(Selected excerpt)
===============

Nonetheless, we do appreciate the force of the arguments which can be, and have been, brought to bear in favour of removing that requirement. First, if the Crown prosecution service can take a decision to discontinue proceedings which is operative without the leave of the court, the decision can be communicated immediately to the defendant and provide him with instant relief from the prospect of court proceedings. This would not only save him trouble and even perhaps some distress of mind, but could avoid unnecessarily incurring costs which might eventually have to be met from public funds. Secondly, when one considers the position of the court itself, one has to remember that magistrates—unlike the judge in the Crown Court—have no material before them in the way of depositions, statements and so on, on which they can form a view about whether the prosecution is right in seeking to withdraw the proceedings.

Thirdly, in some cases the reasons for discontinuing proceedings may be of a kind which it would be either contrary to the public interest or harmful to private individuals to disclose. The noble Lord, Lord Mishcon, gave a helpful example: facts about help which the defendant has given to the police, or, as the noble Lord said, about his own state of health, or about the circumstances or attitude of witnesses or others involved in the case. In the Crown Court counsel can put such matters to the judge in chambers, but in the magistrates' court there is no means of dealing with them otherwise than in open court.

In the light of the debate we have had as a result of this matter being brought to the attention of the Committee, noble Lords will I hope be pleased to learn that we are prepared, subject to what I have to say on one or two aspects of the amendment, to meet them on the principle. We shall therefore prepare a provision which I shall endeavour to bring forward at the Report stage. But, as I say, I have to make one or two subsidiary points.

First, if the view of the majority of the Royal Commission is accepted in principle then we would think it right to accept also their consequential proposals both as regards giving the court reasons for withdrawal—though it would not necessarily be right to communicate these reasons to the defendant, or to make them public—and as regards giving the defendant an opportunity to be vindicated publicly by having the case dismissed in court and to apply for costs. That would of course be at the request of the defendant. On these points the proposals of the majority of the Royal Commission appear to us preferable to those of subsection (5)(a) of the new clause before us.

===============

(Raw records)
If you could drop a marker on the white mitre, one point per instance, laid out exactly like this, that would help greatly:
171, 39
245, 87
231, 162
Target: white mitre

===============

(Prompt)
Continue the excerpt on the Crown Prosecution Service discontinuing proceedings, starting right after its final sentence.

(Response to this exercise)
Secondly, for reasons which I shall indicate more fully when we come to the new clause on cautioning by the police—and I hope noble Lords will be prepared to wait until then—I suggest that it would be wrong to make the cautioning process, which should remain essentially informal and flexible, the subject of a statutory provision such as is envisaged in subsection (5)(b). In order not to make this provision over- elaborate, it has been drafted in such general terms that where a defendant intended to plead not guilty and the prosecution was withdrawn for lack of evidence, the police could still be directed to caution the defendant.

Of course, the provision would not be applied in such a perverse way in practice; but if applying it sensibly depends on the good sense of members of the Crown prosecution service and the police acting in accordance with guidance from the Director of Public Prosecutions and the Home Office, it would be better to leave the question of cautioning to be dealt with, as at present, under non-statutory guidelines. Subject to these points, I hope that in the light of the assurance I have given that the Government will bring forward a provision to deal with the principle of the new clause, noble Lords may be willing to withdraw the amendment at this stage.

Lord Mishcon

I am most grateful, as are my noble friends, and I am sure those associated with this amendment, for the way in which the noble Lord the Minister has dealt with it and has given certain assurances. I know that before I ask for leave, in the circumstances, to take a certain course the noble Lord will forgive me if I quote, only for the purpose of the record, one sentence in the Philips Report, the Royal Commission on Criminal Procedure, at page 167: In the opinion of the majority, however, present experience suggests that requiring the leave of the court to withdrawal has to a large extent become in practice a mere formality". In the circumstances mentioned by the noble Lord the Minister, and in view of his assurance, I beg leave to withdraw the amendment.

Amendment, by leave, withdrawn.

Lord Elystan-Morgan moved Amendment No. 17: After Clause 3, insert the following new clause:

("Cautioning by police.

—(1) Where a police officer not below the rank of inspector is satisfied that any person has committed an offence, he may, instead of charging that person or causing him to be prosecuted, caution him.

(2) No person shall be cautioned in respect of an offence unless the cautioning officer is satisfied—

  1. (a) that there is sufficient evidence against him such that a court might properly convict him of that offence; and
  2. (b) that no person aggrieved by the offence intends to prefer an information or indictment against the offender in respect of that offence;

(3) Where a person has been cautioned in respect of an offence no court shall entertain any information or indictment preferred against him in respect of that offence, except an information or indictment preferred with the consent of the Director of Public Prosecutions.

(4) A caution may be maintained on police records for a period of two years and, unless the person cautioned is convicted of a recordable offence during that period, it shall thereafter be expunged from such records.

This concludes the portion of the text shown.